• **WHAT IS ASKED**
• 1. Reproduce the records word for word, starting at the line that contains "Find the parked" and going through the last line of the records, with both ends included.
• 2. Carry on the email thread about counting items per city with SQL, picking up right after its final line.

• **TEXT SHOWN**
>> start

Le lun. 23 mai 2022 à 16:20, kimaidou <kimaidou@gmail.com> a écrit :
Hi Frank,

Thanks for your answer !

It seems it would perform better to aggregate as soon as possible, like you illustrated in your example.
I will rewrite the query with "WITH" clauses to improve readability.

Thanks also for the Coalesce idea. It is better to see 0 instead of NULL.

Michaël

Le lun. 23 mai 2022 à 16:15, kimaidou <kimaidou@gmail.com> a écrit :
So you

Le lun. 23 mai 2022 à 15:14, Frank Streitzig <fstreitzig@gmx.net> a écrit :
Am Mon, May 23, 2022 at 01:55:07PM +0200 schrieb kimaidou:
> Hi list,
>
> I have a basic need, often encountered in spatial analysis: I have a list
> of cities, parks, childcare centres, schools. I need to count the number of
> items for each city (0 if no item exists for this city)
>
> I have tested 3 different SQL queries to achieve this goal:
>
> * one with several LEFT JOINS: http://sqlfiddle.com/#!17/fe902/3
> * one with sub-queries: http://sqlfiddle.com/#!17/fe902/4
> * one with several LATERAL JOINS: http://sqlfiddle.com/#!17/fe902/6

Hello,

Cost of queries see link "View Execution Plan" in fiddle

query 1:  134.62
query 2: 8522.32
query 3:  134.62

query 1 and 3 have wrong count in result (columns nb_school,
nb_childcare, nb_park)

>> end

• **DATA RECORDS**
>> start

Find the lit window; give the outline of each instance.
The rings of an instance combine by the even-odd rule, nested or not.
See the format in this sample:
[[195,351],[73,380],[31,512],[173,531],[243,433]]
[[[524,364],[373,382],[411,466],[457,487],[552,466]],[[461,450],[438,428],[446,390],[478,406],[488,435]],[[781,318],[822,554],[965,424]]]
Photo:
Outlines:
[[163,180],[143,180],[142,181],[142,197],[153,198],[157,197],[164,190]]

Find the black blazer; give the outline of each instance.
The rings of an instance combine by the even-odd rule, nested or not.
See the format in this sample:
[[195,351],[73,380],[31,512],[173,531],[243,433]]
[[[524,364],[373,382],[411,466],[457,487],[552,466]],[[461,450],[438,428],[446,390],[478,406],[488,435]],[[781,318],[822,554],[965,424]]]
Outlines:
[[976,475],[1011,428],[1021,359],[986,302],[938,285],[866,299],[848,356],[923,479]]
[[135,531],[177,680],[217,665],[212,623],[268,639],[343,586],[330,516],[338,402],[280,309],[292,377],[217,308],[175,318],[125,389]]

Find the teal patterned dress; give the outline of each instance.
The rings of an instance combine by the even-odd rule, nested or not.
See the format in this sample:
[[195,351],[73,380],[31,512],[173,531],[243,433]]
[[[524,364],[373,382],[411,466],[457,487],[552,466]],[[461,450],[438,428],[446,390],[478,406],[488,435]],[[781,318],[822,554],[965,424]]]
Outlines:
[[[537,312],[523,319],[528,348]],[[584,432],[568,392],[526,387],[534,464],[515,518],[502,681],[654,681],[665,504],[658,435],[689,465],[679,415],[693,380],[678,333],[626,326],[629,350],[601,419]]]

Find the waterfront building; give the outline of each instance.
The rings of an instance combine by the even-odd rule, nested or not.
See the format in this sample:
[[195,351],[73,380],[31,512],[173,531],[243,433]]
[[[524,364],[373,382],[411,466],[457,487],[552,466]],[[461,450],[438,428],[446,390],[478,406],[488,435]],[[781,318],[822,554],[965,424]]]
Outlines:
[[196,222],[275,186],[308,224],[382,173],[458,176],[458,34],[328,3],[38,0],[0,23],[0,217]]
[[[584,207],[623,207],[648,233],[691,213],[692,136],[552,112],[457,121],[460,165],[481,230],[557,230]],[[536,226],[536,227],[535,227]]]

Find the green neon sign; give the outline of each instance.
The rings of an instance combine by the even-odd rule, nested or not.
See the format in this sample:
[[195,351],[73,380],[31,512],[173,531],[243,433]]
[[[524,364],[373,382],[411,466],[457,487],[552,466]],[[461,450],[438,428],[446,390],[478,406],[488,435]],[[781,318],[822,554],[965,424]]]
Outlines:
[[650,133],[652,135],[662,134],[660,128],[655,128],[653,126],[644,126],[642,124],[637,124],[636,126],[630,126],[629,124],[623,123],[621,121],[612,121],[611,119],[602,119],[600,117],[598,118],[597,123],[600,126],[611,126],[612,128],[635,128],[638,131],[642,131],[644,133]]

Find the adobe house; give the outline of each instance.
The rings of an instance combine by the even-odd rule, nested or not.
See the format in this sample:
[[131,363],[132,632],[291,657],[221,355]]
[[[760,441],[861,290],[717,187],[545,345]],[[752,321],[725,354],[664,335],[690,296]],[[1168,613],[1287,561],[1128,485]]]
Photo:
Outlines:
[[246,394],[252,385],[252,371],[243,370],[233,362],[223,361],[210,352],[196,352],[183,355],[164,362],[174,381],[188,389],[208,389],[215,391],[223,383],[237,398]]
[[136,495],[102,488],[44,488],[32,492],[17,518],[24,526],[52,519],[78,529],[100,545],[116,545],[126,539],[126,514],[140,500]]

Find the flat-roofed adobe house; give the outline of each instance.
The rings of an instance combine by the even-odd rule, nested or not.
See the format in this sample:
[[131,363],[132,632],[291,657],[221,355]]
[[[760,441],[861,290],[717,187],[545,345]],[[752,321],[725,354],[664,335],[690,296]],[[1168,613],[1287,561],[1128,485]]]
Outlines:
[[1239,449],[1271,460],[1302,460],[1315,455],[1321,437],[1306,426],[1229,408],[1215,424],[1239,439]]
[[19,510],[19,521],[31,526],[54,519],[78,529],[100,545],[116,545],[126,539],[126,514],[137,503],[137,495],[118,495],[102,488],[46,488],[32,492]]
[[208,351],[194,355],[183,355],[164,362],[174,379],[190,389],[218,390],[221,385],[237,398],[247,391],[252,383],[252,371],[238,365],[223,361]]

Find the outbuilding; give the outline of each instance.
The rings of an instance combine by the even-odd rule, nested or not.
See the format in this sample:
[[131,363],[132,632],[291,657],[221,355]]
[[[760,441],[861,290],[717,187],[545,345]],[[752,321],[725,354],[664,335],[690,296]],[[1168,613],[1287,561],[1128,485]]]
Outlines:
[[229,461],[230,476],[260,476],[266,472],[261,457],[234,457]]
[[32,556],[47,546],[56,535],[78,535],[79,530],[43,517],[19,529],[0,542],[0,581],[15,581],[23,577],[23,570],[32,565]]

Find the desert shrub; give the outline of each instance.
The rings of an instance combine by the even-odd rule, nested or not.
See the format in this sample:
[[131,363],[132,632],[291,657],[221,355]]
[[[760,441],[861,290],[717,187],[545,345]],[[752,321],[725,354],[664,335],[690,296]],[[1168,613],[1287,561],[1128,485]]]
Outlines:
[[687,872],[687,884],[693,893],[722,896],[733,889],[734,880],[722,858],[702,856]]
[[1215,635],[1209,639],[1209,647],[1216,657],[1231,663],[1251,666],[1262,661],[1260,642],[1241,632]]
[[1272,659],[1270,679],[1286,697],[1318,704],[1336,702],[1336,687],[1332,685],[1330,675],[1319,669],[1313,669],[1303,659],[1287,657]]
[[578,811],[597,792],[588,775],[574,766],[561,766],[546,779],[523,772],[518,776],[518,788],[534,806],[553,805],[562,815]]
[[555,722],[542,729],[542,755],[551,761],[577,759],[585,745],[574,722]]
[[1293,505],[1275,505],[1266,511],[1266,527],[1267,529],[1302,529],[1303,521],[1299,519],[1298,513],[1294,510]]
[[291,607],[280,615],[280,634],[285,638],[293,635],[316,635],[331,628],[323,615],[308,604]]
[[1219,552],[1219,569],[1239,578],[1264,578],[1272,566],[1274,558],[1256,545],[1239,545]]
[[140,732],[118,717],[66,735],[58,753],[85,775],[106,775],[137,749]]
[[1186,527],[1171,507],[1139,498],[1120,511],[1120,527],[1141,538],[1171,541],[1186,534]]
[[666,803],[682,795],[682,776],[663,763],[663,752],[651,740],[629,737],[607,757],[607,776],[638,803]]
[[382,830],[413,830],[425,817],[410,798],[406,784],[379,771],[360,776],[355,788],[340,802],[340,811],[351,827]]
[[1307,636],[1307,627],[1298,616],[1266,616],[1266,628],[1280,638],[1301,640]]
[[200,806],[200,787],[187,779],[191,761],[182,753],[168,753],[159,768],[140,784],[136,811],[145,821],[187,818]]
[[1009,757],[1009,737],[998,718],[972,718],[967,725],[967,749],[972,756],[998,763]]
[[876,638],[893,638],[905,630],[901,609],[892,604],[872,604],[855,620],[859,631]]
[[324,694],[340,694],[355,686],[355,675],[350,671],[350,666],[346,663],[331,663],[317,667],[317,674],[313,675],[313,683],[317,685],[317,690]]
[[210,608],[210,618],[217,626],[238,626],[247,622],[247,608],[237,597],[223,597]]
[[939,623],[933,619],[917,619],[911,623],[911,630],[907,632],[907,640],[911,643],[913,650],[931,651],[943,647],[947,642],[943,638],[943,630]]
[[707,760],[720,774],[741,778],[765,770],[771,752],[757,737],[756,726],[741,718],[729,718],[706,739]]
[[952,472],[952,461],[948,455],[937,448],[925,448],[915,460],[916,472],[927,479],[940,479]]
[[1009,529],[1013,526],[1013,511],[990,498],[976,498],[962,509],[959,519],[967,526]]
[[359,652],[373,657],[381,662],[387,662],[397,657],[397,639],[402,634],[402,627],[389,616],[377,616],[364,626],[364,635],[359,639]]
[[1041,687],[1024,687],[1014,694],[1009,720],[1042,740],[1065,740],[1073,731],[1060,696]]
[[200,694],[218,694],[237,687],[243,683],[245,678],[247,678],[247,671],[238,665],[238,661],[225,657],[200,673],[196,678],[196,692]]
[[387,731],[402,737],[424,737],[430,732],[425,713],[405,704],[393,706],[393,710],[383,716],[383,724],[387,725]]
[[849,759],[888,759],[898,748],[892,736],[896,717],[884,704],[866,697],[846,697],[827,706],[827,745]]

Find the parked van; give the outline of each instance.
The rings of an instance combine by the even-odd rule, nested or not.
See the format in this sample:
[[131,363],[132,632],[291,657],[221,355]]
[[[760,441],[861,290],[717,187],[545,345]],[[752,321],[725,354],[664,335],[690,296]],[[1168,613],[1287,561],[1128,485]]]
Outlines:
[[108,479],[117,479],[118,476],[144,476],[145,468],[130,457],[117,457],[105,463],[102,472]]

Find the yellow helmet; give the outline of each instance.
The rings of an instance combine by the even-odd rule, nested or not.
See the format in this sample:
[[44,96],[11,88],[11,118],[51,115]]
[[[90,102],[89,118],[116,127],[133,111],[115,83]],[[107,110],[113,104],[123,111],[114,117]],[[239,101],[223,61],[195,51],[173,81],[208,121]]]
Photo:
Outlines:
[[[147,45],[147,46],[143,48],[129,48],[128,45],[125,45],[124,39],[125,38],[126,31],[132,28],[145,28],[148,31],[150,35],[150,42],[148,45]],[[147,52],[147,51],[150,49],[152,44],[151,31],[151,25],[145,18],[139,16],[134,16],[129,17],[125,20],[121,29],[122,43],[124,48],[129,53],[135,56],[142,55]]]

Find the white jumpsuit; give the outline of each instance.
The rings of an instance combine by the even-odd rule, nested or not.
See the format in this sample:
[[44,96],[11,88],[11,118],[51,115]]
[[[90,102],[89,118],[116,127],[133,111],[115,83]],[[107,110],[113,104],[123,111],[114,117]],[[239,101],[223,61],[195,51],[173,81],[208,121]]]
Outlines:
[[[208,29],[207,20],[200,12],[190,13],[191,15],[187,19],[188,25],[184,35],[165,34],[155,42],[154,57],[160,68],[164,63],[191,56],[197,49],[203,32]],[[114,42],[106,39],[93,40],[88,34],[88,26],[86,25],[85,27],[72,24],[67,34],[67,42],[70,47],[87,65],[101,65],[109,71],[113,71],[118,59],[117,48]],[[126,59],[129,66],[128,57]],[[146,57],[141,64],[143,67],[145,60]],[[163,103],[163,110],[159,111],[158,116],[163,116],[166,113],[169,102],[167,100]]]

>> end

• **FINAL ANSWERS**
• 1.
Find the parked van; give the outline of each instance.
The rings of an instance combine by the even-odd rule, nested or not.
See the format in this sample:
[[131,363],[132,632],[291,657],[221,355]]
[[[760,441],[861,290],[717,187],[545,345]],[[752,321],[725,354],[664,335],[690,296]],[[1168,613],[1287,561],[1128,485]]]
Outlines:
[[108,479],[117,479],[118,476],[144,476],[145,468],[130,457],[117,457],[105,463],[102,472]]

Find the yellow helmet; give the outline of each instance.
The rings of an instance combine by the even-odd rule, nested or not.
See the format in this sample:
[[44,96],[11,88],[11,118],[51,115]]
[[[90,102],[89,118],[116,127],[133,111],[115,83]],[[107,110],[113,104],[123,111],[114,117]],[[239,101],[223,61],[195,51],[173,81],[208,121]]]
Photo:
Outlines:
[[[147,45],[147,46],[143,48],[129,48],[128,45],[125,45],[124,39],[125,38],[126,31],[132,28],[145,28],[148,31],[150,35],[150,42],[148,45]],[[147,52],[147,51],[150,49],[152,44],[151,31],[151,25],[145,18],[139,16],[134,16],[129,17],[125,20],[121,29],[122,43],[124,48],[129,53],[135,56],[142,55]]]

Find the white jumpsuit; give the outline of each instance.
The rings of an instance combine by the even-odd rule, nested or not.
See the format in this sample:
[[44,96],[11,88],[11,118],[51,115]]
[[[90,102],[89,118],[116,127],[133,111],[115,83]],[[107,110],[113,104],[123,111],[114,117]],[[239,101],[223,61],[195,51],[173,81],[208,121]]]
Outlines:
[[[208,29],[207,20],[200,12],[190,13],[191,15],[187,19],[188,25],[184,35],[165,34],[155,42],[154,57],[160,68],[164,63],[191,56],[197,49],[203,32]],[[114,42],[106,39],[93,40],[88,34],[88,26],[86,25],[85,27],[72,24],[67,34],[67,42],[70,47],[87,65],[101,65],[109,71],[113,71],[118,59],[117,48]],[[126,59],[129,66],[128,57]],[[146,57],[141,64],[143,67],[145,60]],[[163,103],[163,110],[159,111],[158,116],[163,116],[166,113],[169,102],[167,100]]]

• 2.
My try has cost of 81.83

select  c.*
        , coalesce(s.cnt,0) as cnt_school
        , s.schools
        , coalesce(cc.cnt,0) as cnt_childcare
        , cc.childcares
        , coalesce(p.cnt,0) as cnt_park
        , p.parks
  from city c
    left outer join
       (select fk_id_city, count(*) as cnt
               ,string_agg(name, ', ') AS schools
           from school
           group by fk_id_city) s
      on s.fk_id_city = c.id
    left outer join
      (select fk_id_city, count(*) as cnt
               ,string_agg(name, ', ') AS childcares
            from childcare
           group by fk_id_city) cc
      on cc.fk_id_city = c.id
    left outer join
      (select fk_id_city, count(*) as cnt
               ,string_agg(name, ', ') AS parks
         from park
         group by fk_id_city) p
      on p.fk_id_city = c.id
  order by c.id
;

IMHO, but without a where clause, the cost will increase with the amount
of data.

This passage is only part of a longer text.